Work required — Take the line containing "Can you find the fingertip?" and every line after it in the data below, and print them exactly as given, with nothing else.
┌─ Recorded information
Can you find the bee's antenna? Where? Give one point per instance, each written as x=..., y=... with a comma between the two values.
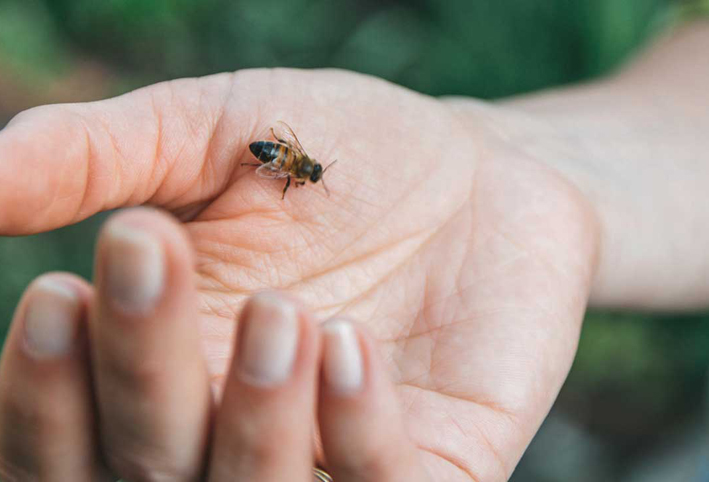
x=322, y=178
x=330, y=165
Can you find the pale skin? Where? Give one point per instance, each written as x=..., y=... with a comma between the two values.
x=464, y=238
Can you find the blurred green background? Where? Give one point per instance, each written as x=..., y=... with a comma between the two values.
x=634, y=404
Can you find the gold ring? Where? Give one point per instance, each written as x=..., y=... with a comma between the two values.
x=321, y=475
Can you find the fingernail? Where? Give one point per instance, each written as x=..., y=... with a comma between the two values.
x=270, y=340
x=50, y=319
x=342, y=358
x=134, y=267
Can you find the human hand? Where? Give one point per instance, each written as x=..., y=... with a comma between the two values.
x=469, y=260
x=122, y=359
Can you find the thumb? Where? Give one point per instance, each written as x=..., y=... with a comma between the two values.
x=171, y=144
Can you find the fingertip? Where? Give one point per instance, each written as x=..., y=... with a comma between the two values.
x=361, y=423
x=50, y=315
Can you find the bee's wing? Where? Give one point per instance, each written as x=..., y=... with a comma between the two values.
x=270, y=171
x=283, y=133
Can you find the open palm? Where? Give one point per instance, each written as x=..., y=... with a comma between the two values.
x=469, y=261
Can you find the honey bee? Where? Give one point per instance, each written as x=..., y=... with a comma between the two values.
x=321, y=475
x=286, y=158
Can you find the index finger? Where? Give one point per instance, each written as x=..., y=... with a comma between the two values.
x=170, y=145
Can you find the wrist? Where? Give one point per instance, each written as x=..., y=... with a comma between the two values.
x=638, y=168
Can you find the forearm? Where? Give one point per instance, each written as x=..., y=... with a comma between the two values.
└─
Result of this exercise —
Can you find the fingertip? Where? Give one point per instance, each written as x=..., y=... with a comma between the two values.
x=361, y=423
x=50, y=315
Can you find the bee's wing? Where? Give one point per instance, each written as x=..., y=... with a comma between the two values.
x=270, y=171
x=283, y=133
Can you find the open palm? Where? Give one point per instance, each written as x=..., y=... with a comma between the two values.
x=469, y=261
Can you find the honey bee? Where? Give one point per instance, each written as x=..., y=... with a comma between the two values.
x=321, y=475
x=286, y=158
Can you find the index finger? Where? Give one point per instance, each written as x=..., y=... with a comma between the two values.
x=170, y=145
Can you find the wrist? Where? Give one point per instance, each written as x=..., y=... with a comma between the two values.
x=638, y=168
Can you find the forearm? Where? Give one point per instance, each written as x=..., y=... with a comma between the two values.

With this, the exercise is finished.